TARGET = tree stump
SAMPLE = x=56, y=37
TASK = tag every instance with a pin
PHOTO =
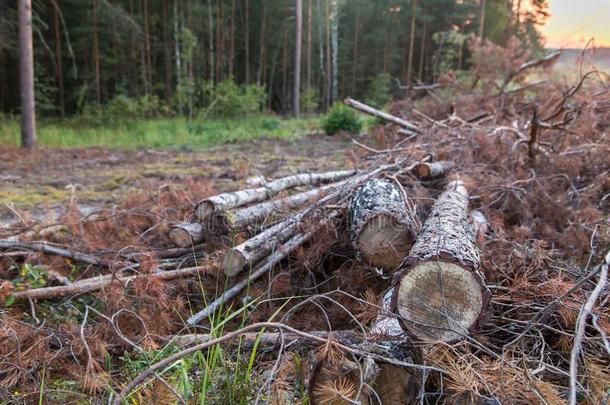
x=382, y=225
x=439, y=291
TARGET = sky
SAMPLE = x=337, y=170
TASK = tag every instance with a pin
x=574, y=22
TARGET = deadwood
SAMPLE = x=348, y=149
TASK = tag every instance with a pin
x=186, y=234
x=357, y=105
x=258, y=213
x=439, y=291
x=383, y=225
x=432, y=170
x=222, y=202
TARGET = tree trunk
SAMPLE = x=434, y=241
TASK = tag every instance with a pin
x=411, y=42
x=26, y=75
x=383, y=225
x=167, y=51
x=58, y=61
x=439, y=292
x=96, y=54
x=186, y=234
x=222, y=202
x=431, y=170
x=296, y=90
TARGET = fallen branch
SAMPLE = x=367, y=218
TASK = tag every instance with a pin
x=280, y=254
x=357, y=105
x=581, y=323
x=222, y=202
x=440, y=294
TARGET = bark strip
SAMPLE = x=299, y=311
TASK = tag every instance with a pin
x=222, y=202
x=382, y=224
x=439, y=292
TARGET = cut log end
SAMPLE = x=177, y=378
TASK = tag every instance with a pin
x=234, y=263
x=384, y=242
x=439, y=301
x=204, y=210
x=186, y=235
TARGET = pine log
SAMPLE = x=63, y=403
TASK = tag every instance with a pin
x=357, y=105
x=186, y=234
x=431, y=170
x=382, y=226
x=256, y=214
x=439, y=292
x=277, y=256
x=222, y=202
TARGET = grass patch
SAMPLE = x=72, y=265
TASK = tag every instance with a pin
x=158, y=132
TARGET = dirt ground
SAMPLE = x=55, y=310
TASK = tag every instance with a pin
x=38, y=184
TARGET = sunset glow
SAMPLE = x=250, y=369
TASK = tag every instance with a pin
x=574, y=22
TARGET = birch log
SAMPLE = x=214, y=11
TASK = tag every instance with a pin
x=382, y=227
x=431, y=170
x=186, y=234
x=222, y=202
x=439, y=291
x=357, y=105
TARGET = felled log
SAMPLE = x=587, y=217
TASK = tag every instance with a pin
x=225, y=201
x=357, y=105
x=431, y=170
x=186, y=234
x=277, y=256
x=255, y=214
x=382, y=225
x=439, y=291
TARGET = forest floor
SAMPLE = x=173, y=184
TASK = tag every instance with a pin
x=42, y=183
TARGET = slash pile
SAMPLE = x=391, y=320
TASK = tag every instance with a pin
x=463, y=260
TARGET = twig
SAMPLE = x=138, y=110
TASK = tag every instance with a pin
x=256, y=326
x=581, y=323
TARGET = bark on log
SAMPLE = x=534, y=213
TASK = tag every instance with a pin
x=222, y=202
x=186, y=234
x=280, y=254
x=382, y=226
x=254, y=214
x=431, y=170
x=357, y=105
x=439, y=292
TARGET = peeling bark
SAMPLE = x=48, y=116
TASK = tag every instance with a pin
x=226, y=201
x=382, y=226
x=439, y=292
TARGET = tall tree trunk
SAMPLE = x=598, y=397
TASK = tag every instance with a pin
x=296, y=91
x=355, y=52
x=26, y=75
x=482, y=19
x=58, y=65
x=147, y=56
x=211, y=39
x=96, y=54
x=411, y=42
x=247, y=39
x=232, y=41
x=167, y=51
x=327, y=81
x=262, y=52
x=422, y=49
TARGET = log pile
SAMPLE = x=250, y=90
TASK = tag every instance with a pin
x=452, y=265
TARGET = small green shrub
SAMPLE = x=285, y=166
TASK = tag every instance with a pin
x=341, y=118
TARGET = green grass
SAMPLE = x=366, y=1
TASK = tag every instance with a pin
x=157, y=132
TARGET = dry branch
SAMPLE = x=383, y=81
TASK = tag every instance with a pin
x=383, y=225
x=439, y=292
x=431, y=170
x=186, y=234
x=380, y=114
x=222, y=202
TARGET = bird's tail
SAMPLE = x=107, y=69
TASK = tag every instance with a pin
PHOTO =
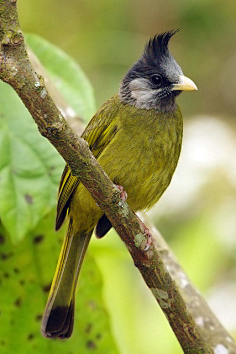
x=58, y=318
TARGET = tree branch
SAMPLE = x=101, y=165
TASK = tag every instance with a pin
x=16, y=70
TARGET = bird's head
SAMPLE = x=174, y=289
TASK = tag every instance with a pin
x=155, y=79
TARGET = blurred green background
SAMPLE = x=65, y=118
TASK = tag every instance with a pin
x=197, y=213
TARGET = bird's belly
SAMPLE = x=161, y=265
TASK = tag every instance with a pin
x=144, y=171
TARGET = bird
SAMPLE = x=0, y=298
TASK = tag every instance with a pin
x=136, y=136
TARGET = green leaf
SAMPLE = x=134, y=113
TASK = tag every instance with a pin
x=26, y=271
x=66, y=74
x=29, y=168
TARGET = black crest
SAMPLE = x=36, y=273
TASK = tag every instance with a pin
x=158, y=45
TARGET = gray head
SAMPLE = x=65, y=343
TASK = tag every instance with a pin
x=155, y=79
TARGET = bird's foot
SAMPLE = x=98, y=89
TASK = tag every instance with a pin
x=123, y=193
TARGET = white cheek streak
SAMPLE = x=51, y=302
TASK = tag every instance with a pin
x=142, y=93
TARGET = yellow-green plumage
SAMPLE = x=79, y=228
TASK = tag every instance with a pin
x=139, y=149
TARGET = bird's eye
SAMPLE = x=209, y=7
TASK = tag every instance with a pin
x=157, y=80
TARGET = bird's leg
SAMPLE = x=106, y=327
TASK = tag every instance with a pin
x=123, y=193
x=147, y=233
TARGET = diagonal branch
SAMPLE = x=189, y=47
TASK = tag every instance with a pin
x=16, y=70
x=209, y=326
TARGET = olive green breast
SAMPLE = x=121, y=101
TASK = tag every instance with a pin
x=143, y=154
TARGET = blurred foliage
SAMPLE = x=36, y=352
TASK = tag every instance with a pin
x=26, y=272
x=197, y=213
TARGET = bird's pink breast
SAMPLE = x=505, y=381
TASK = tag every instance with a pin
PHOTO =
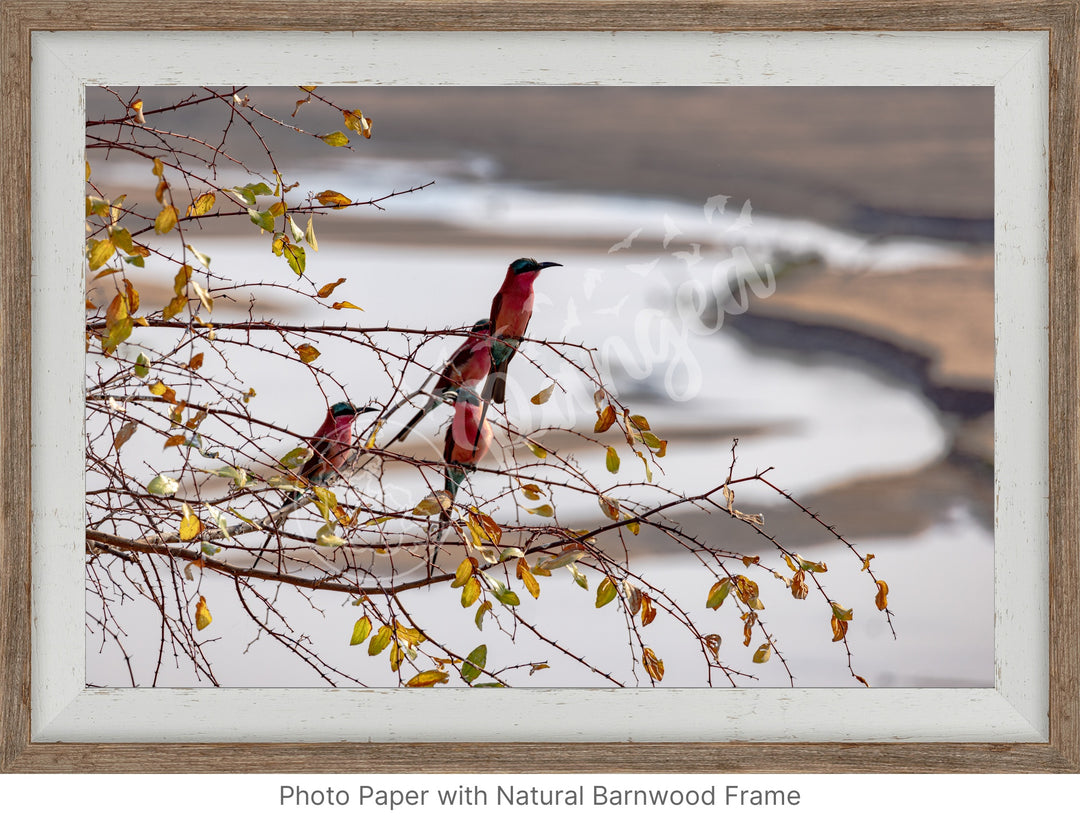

--------

ABOUT THIS EXERCISE → Lines holding the word "blurred" in the entries above are the ones to pull out. Copy them all.

RESPONSE TO THE TASK →
TARGET = blurred green background
TARGET = blurred foliage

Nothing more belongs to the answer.